— begin SELECTED PASSAGE —

Indulge me for a moment. Let's play imagine. It can be enlightening to imagine. Let's imagine that there was an overarching authority, with an objective purpose for the existence of each and every one of us.

Let's also imagine that the objective purpose was something you strongly disagreed with.

Would this be a better state of affairs, from your perspective, than having no objective purpose at all?

...
This is a useful exercise but I would change
“Let's also imagine that the objective purpose was something you strongly disagreed with. ”
to
“Imagine the objective purpose was something that strongly inconvenienced you.” It’s not about having the correct beliefs or facts in your head. It’s about becoming/embodiment. This might seem nit-picky but it’s an important distinction.

At the heart of this is the question ‘Is life redemptive?’ Is there a possible payoff if we take on responsibility for resolving our suffering (whatever bothers us). This is something that we have to intuit, rather than intellectualize over, and we won’t even be allowed to contemplate it unless we “rebel” by becoming aware of and consciously refusing our ‘imprisonment’ from the part of us that promises to protect us from danger. The part of us that decides for us that life is purposeless, or similarly, that we have reached salvation, strengthening the default narrative that there is nothing (or nothing more) to be saved from.

The deepest level of reality is the level of order and chaos. To live our best lives, we should operate at this level, and take responsibility for thinking about the questions ‘Are chaos and order equally valid?’, and ‘Is it possible to transform chaos into order?’ This question and the previous question (is life redemptive) are the same.

— end SELECTED PASSAGE —

REQUESTS -
a – List every question in the discussion of objective purpose that ends with a question mark.
b – Summarize the discussion of objective purpose in two sentences.

— begin RECORDS SHOWN —

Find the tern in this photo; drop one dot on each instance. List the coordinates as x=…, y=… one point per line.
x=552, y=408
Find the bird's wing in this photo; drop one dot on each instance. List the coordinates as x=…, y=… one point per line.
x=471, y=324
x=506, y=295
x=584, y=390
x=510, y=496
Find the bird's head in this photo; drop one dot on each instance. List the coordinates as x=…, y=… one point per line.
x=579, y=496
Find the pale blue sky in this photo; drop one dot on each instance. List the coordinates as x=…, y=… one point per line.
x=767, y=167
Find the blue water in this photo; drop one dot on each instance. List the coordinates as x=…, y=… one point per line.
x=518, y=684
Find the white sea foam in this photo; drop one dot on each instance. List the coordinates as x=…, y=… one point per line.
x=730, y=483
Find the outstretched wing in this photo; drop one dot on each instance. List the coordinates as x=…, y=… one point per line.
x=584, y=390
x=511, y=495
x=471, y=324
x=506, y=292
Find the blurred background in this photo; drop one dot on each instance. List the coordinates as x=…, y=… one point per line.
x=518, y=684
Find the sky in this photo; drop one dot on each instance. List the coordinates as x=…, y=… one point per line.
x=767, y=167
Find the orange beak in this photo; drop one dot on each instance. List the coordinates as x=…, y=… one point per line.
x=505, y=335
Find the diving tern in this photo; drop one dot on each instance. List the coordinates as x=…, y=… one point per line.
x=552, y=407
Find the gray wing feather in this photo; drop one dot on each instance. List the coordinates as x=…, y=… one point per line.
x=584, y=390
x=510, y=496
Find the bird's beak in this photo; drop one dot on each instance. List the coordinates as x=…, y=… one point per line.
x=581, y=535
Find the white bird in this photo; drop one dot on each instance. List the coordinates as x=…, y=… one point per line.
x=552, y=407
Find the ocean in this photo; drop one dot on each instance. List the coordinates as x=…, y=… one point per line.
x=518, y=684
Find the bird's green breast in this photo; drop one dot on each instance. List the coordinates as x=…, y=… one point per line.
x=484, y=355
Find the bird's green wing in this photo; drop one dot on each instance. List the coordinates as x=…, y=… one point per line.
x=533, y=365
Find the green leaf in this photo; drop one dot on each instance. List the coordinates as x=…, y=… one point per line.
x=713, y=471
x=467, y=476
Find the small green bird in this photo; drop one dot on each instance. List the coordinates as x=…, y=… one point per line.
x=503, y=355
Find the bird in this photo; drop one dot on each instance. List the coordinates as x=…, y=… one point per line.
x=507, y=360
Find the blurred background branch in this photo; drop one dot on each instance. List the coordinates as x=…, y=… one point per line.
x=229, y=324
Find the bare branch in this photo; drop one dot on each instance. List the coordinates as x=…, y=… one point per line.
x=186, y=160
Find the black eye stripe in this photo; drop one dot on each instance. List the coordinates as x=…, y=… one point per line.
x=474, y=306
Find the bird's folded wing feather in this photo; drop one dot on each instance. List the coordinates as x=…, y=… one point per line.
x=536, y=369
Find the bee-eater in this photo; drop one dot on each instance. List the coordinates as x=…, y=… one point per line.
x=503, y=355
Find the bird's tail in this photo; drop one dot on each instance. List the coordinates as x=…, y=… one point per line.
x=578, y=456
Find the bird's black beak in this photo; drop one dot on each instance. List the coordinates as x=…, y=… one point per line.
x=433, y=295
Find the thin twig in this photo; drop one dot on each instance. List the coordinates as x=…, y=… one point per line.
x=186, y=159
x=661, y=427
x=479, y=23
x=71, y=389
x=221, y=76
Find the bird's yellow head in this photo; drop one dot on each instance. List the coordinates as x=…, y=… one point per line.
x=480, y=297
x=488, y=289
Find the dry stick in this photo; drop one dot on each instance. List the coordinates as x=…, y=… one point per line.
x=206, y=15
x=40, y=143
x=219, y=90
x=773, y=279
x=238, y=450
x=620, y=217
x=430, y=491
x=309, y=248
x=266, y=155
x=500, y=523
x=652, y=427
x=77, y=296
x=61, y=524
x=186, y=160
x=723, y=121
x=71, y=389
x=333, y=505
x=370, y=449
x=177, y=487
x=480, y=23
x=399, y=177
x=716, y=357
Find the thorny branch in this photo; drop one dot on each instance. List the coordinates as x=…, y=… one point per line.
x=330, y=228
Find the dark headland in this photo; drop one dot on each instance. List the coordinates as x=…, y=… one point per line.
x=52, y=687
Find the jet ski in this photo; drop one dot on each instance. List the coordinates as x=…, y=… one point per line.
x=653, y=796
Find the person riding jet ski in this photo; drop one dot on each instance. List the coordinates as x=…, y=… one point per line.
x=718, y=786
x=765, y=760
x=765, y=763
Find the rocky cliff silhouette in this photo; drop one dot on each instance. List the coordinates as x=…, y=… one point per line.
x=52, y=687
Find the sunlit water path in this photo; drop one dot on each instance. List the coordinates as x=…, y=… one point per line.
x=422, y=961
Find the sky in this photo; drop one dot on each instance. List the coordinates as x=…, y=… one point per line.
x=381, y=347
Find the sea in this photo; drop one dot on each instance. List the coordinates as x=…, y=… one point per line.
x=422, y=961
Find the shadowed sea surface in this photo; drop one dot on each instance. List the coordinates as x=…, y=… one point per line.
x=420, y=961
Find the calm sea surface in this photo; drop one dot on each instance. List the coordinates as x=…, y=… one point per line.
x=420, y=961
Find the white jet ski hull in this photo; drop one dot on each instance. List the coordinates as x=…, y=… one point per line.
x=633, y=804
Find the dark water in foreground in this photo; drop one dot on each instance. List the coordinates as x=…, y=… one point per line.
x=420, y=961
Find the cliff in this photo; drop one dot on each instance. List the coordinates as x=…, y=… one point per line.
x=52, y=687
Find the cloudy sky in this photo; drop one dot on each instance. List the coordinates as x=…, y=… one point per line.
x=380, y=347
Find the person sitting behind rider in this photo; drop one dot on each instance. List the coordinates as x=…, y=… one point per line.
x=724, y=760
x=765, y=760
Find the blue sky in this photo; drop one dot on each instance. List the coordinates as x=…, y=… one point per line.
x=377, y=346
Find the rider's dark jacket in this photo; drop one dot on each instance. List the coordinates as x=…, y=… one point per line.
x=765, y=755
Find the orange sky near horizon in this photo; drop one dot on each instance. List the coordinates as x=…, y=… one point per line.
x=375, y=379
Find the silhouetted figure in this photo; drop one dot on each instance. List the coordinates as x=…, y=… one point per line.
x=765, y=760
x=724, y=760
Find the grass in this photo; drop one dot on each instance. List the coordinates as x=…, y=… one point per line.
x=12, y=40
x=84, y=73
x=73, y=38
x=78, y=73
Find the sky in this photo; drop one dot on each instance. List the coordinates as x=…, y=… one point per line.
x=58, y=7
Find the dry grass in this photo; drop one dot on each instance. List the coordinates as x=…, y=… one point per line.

— end RECORDS SHOWN —

ANSWERS TO THE EXERCISE -
a –
- "Would this be a better state of affairs, from your perspective, than having no objective purpose at all?"
- "Is life redemptive?"
- "Are chaos and order equally valid?"
- "Is it possible to transform chaos into order?"

b – The discussion asks us to imagine an overarching authority with an objective purpose for each of us that we strongly disagree with, and whether that would be better than having no objective purpose at all. It then proposes reframing the purpose as one that strongly inconveniences us, because the point is becoming rather than holding correct beliefs, and it holds that asking whether life is redemptive is the same as asking whether chaos and order are equally valid and whether chaos can be transformed into order.